→ **EJERCICIOS**:
**A)** Traduzca al inglés esta oración del fragmento sobre la carta de Mark Twain: "Por lo tanto, no sabemos con certeza qué preguntó el reverendo Crane a Twain."
**B)** Conteste con brevedad según el fragmento sobre la carta de Mark Twain:
(i) ¿En qué fecha escribió Twain la carta al reverendo Crane?
(ii) ¿Con qué nombre firmó Twain esa carta?
(iii) En la respuesta a la segunda pregunta, ¿qué autor sustituye a Crusoe?

→ **FRAGMENTO PROPORCIONADO**:
•••
La pequeña (e incompleta) lista de Mark Twain

El 20 de enero de 1887, Mark Twain escribió al reverendo Charles D. Crane una carta (firmada como S. L. Clemens, su verdadero nombre), en la que daba contestación a una serie de preguntas que aquel le habría formulado sobre lecturas recomendables. Si bien se conserva esta misiva, no ha podido ser encontrada la carta a la que responde. Por lo tanto, no sabemos con certeza qué preguntó el reverendo Crane a Twain.

Sin embargo, algunos estudiosos, jugando a Sherlock Holmes, han aventurado cuáles podrían haber sido las preguntas. Y este es el resultado:

La carta de Twain dice, más o menos, así:

 

“Estimado señor: 
Estoy a punto de salir de casa, por lo que no tengo mucho tiempo para pensar sus preguntas y considerar adecuadamente mis respuestas; no obstante, me lanzo al asunto de la siguiente manera. 
A la primera pregunta: 
  • Macaulay [Historia de Inglaterra, 1848, de Thomas Macaulay].
  • Plutarco [Vidas paralelas, entre el 96 y el 117 d. C.].  
  • Las memorias de Grant [Las memorias personales de Ulysses Grant, 1885. Ulysses S. Grant, comandante general del ejército de la Unión al final de la guerra de Secesión y 18.º Presidente de los Estados Unidos].  
  • Crusoe [La vida y las extrañas aventuras de Robinson Crusoe, marinero de York1719].  
  • Noches de Arabia [Cuentos de las mil y una noches]. 
  • Gulliver [Los viajes de Gulliver”, 1726, de Jonathan Swift]. 
A la segunda pregunta: Lo mismo para las chicas, después de haber eliminado a Crusoe y haberlo sustituido por Tennyson [Idilios del rey1859, de Alfred Tennyson].
•••
→ **LÍNEAS DE DATOS**:
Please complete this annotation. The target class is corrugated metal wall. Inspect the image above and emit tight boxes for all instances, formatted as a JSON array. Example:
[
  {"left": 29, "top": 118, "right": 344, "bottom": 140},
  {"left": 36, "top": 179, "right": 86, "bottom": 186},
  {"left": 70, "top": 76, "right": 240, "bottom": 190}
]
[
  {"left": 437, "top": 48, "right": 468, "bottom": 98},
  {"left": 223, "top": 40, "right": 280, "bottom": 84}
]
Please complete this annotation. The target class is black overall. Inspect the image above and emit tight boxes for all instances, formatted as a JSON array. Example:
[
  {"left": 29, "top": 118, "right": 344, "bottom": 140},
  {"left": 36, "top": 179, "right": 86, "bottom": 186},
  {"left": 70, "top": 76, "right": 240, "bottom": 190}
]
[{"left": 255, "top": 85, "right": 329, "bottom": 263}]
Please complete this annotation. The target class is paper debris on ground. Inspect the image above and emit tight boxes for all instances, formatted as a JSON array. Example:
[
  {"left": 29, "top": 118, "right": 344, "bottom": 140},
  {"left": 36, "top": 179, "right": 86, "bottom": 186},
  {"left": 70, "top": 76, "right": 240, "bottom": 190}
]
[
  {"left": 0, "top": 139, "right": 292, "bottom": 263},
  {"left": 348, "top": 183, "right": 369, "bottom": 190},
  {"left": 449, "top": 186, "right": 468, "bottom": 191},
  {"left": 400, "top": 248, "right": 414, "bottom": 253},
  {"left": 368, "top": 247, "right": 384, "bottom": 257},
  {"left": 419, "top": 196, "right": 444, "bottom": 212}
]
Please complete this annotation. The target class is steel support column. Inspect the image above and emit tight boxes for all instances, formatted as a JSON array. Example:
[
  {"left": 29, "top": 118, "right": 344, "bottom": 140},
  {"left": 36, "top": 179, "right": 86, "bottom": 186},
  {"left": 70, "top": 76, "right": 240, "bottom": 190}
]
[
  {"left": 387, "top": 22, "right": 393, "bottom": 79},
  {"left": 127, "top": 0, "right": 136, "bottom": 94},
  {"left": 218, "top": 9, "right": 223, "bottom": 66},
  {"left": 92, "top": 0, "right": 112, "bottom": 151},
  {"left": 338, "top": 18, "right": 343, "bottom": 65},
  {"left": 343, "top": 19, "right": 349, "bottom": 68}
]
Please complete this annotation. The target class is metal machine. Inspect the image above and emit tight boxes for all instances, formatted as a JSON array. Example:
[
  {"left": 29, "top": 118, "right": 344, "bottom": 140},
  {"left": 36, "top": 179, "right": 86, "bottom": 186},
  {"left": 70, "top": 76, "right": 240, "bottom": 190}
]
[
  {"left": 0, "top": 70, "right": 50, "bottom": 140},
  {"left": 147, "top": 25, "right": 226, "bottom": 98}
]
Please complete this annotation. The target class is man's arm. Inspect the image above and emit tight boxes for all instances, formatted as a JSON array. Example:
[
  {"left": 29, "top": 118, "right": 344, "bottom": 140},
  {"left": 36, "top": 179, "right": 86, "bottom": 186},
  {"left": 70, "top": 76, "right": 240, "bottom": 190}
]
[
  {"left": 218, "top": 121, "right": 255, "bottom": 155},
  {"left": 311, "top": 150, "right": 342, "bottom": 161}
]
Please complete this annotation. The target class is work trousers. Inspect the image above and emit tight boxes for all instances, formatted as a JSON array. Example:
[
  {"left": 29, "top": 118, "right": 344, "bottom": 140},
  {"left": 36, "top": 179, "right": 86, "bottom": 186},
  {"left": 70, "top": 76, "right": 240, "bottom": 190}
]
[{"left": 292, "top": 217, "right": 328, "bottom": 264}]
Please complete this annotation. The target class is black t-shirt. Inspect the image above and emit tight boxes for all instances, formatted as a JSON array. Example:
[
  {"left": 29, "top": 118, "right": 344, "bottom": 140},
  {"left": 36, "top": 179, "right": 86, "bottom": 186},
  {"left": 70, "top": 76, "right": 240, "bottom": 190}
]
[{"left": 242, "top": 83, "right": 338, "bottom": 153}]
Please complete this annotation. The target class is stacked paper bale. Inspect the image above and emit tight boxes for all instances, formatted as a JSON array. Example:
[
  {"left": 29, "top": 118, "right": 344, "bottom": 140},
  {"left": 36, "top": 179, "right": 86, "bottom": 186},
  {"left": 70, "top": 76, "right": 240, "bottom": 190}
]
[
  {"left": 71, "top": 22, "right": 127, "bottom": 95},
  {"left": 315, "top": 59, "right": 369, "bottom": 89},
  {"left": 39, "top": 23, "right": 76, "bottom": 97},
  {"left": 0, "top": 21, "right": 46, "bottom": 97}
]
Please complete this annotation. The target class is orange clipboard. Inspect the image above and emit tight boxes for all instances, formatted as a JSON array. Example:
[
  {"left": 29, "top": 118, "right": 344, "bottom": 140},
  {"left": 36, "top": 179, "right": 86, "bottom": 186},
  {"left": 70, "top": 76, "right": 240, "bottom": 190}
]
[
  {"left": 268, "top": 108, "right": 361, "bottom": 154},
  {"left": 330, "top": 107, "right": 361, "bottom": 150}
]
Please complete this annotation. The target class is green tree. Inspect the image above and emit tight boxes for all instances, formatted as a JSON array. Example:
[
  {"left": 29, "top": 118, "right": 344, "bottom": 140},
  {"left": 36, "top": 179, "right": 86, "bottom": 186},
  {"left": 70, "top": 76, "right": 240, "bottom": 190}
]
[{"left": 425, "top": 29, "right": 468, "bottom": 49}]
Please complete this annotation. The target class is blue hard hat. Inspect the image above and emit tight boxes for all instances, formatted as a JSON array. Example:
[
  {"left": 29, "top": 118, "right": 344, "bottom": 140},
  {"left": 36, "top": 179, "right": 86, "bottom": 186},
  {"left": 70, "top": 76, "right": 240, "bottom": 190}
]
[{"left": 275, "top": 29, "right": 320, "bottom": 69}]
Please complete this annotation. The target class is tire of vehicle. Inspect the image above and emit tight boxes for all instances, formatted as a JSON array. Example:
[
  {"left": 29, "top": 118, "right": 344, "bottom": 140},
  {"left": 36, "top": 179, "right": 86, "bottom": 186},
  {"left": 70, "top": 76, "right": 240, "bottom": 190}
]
•••
→ **RESPUESTAS POR TAREA**:
**A)** Therefore, we do not know for certain what Reverend Crane asked Twain.

**B)**
(i) El 20 de enero de 1887.
(ii) S. L. Clemens.
(iii) Tennyson, con sus Idilios del rey.